▶ **Stored dataset items**:

###

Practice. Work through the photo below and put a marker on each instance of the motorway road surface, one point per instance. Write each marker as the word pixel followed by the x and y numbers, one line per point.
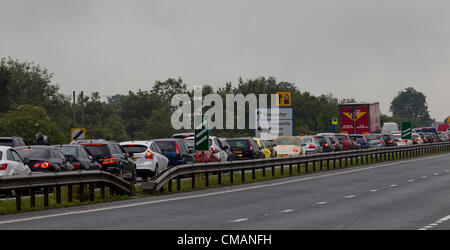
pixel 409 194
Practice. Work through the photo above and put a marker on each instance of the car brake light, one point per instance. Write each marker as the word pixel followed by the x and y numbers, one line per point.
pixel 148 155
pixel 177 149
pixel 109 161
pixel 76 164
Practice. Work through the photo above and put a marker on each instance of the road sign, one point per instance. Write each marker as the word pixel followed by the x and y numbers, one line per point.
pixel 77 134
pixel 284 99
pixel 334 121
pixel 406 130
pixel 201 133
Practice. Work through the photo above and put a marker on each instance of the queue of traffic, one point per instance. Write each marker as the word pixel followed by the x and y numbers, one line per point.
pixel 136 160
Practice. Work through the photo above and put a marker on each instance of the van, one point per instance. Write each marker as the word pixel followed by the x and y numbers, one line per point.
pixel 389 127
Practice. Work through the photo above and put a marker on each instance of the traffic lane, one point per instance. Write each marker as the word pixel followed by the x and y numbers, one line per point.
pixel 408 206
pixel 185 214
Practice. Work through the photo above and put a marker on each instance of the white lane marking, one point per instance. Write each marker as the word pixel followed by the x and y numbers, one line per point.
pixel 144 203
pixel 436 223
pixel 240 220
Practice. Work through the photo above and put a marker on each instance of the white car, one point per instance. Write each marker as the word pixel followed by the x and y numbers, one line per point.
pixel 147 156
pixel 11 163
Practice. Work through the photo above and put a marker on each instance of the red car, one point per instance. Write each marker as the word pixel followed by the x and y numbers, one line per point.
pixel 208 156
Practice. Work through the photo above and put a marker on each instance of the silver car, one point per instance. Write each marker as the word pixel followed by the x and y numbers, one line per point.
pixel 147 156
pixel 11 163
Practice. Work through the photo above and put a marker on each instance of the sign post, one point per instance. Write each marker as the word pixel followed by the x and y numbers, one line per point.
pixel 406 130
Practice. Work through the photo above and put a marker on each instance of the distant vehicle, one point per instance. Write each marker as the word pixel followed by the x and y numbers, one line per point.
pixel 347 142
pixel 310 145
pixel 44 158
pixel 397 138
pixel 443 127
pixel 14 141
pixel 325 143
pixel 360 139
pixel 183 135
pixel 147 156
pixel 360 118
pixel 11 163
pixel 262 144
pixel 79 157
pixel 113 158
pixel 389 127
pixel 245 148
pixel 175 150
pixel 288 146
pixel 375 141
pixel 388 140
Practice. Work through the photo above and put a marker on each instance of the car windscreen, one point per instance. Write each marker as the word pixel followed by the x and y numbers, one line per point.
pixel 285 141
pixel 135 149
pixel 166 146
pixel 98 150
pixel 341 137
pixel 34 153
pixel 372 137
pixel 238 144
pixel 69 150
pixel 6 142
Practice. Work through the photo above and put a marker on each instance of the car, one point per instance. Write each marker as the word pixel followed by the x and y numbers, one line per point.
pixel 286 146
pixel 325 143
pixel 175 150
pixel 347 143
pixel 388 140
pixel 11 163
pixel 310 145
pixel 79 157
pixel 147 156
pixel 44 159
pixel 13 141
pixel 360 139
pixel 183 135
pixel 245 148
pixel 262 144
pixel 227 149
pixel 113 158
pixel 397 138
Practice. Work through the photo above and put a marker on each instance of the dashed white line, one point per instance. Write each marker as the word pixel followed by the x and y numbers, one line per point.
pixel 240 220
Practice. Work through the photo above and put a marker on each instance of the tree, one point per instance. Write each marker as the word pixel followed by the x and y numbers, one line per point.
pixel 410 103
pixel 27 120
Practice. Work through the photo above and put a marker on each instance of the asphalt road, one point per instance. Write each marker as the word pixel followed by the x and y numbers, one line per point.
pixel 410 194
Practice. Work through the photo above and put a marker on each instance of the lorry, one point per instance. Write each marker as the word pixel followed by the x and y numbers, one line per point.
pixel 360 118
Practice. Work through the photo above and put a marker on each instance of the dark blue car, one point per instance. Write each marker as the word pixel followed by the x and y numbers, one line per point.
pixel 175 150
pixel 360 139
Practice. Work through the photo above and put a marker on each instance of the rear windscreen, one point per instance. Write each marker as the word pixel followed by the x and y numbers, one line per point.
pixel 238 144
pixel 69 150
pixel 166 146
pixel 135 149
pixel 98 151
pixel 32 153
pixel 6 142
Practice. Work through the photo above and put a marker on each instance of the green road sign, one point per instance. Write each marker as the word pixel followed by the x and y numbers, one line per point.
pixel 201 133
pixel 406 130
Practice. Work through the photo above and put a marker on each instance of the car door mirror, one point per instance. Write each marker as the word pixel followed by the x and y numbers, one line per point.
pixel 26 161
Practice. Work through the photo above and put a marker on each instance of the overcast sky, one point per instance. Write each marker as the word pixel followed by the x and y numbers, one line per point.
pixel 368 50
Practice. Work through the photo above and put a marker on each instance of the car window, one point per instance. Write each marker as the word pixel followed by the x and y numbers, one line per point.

###

Whatever the records hold apart from pictures should be repeated exactly.

▶ **ANSWER AREA**:
Practice. Work through the photo below and put a marker on each instance of the motorway road surface, one point per instance. Write each marker as the word pixel followed by the x and y numbers, one line per point.
pixel 409 194
Practice. Work through the photo above and put a marker on each instance of the car brake light, one point per instance. Write each marker as the word pixel followed by the x and y numbers, one line per point.
pixel 148 155
pixel 177 149
pixel 109 161
pixel 76 164
Practice. Work through the photo above and put a marker on each instance of the road sign, one point per instance. Write each marker as the word pixel followed by the x and y numbers, one line per point.
pixel 77 134
pixel 284 99
pixel 334 121
pixel 406 130
pixel 201 133
Practice. Work through the photo above and put a marker on each instance of the queue of traffic, one point per instance. Write each marker as the word pixel followed by the x and y numbers, one line per point.
pixel 136 160
Practice. Work through the photo above and put a marker on each instance of the van, one point per instance. Write each marker as the word pixel followed by the x and y numbers, one line per point.
pixel 389 127
Practice. Work through the photo above and put a marker on each instance of the traffic lane, one point per instance. Write each marker as the word pixel followed by the x and y numbers, one line per point.
pixel 408 206
pixel 185 214
Practice. Work through the photo above and put a marker on each instance of the white lane marking, one point per instance. Write each marker as the word pixel followed by the x and y numbers, one line per point.
pixel 144 203
pixel 436 223
pixel 240 220
Practice. Work through the photo above and put a marker on each instance of the white car, one point per instance. Write each marker as the word pixel followed by the x and y numbers, one line per point.
pixel 147 156
pixel 11 163
Practice. Work through the photo above and put a marker on each instance of the red car, one point per instance. Write each marker as the word pixel followed by the x and y numbers, one line per point.
pixel 208 156
Practice. Work through the photo above and put a marker on each instance of the silver car, one point per instance. Write each marker as the word pixel followed by the x and y numbers, one line per point.
pixel 147 156
pixel 11 163
Practice. Work through the photo above and put a marker on each instance of the sign post, one point per instance. Write each marker as the word pixel followed by the x and y numbers, one line per point.
pixel 406 130
Practice. Work through the photo above and put a marker on each instance of the distant vehicle, one point per instance. Write each marker as the word pixel followed by the x and y numbers, one line per point.
pixel 347 142
pixel 310 145
pixel 44 158
pixel 397 138
pixel 443 127
pixel 14 141
pixel 325 143
pixel 360 139
pixel 183 135
pixel 147 156
pixel 360 118
pixel 11 163
pixel 262 144
pixel 79 157
pixel 113 158
pixel 389 127
pixel 245 148
pixel 175 150
pixel 288 146
pixel 375 141
pixel 388 140
Practice. Work through the photo above and put a marker on each instance of the car windscreen, one point per instance. Write each marker as the word pixel followed by the x and y numbers, one line per point.
pixel 285 141
pixel 135 149
pixel 166 146
pixel 98 150
pixel 341 137
pixel 34 153
pixel 372 137
pixel 238 144
pixel 69 150
pixel 6 142
Practice. Work through the photo above and put a marker on each instance of the car, one point per instance. Write each marker as the word pixel followed by the x and y numbers, one line per point.
pixel 286 146
pixel 325 143
pixel 175 150
pixel 347 143
pixel 388 140
pixel 11 163
pixel 310 145
pixel 79 157
pixel 147 156
pixel 44 159
pixel 13 141
pixel 360 139
pixel 183 135
pixel 245 148
pixel 262 144
pixel 227 149
pixel 113 158
pixel 397 138
Practice. Work through the photo above and put a marker on each instance of the dashed white line, one point per instance. Write each marker as the word pixel followed by the x and y numbers, one line per point.
pixel 240 220
Practice. Work through the photo above and put a marker on each instance of the tree, one point per instance. Write each marker as the word pixel followed by the x and y numbers, one line per point.
pixel 410 103
pixel 27 120
Practice. Work through the photo above and put a marker on each instance of the asphalt road, one point per instance. Write each marker as the word pixel followed by the x and y numbers, one line per point.
pixel 410 194
Practice. Work through the photo above and put a marker on each instance of the lorry, one point per instance. Write each marker as the word pixel followed by the x and y numbers, one line per point.
pixel 360 118
Practice. Work through the photo above and put a marker on each instance of the dark blue car, one point per instance. Write each marker as the word pixel followed by the x and y numbers, one line per point.
pixel 175 150
pixel 360 139
Practice. Work through the photo above and put a marker on each instance of the rear windscreen, one point per instance. Write each marker as the word pixel followed by the x and y numbers, one line per point.
pixel 238 144
pixel 69 150
pixel 166 146
pixel 135 149
pixel 98 151
pixel 32 153
pixel 6 142
Practice. Work through the photo above and put a marker on each instance of the green road sign, one point per instance. Write each marker as the word pixel followed by the x and y numbers, one line per point.
pixel 201 133
pixel 406 130
Practice. Work through the photo above and put a marker on each instance of the car door mirror, one point per instance. Write each marker as the word pixel followed by the x and y numbers, one line per point.
pixel 26 161
Practice. Work through the photo above and put a marker on each instance of the overcast sky, one point per instance. Write each marker as the word pixel followed by the x and y numbers, one line per point.
pixel 368 50
Practice. Work through the photo above and put a marker on each instance of the car window, one point per instance. Write each marker as the word pixel followed by the x and y numbers, one line per point.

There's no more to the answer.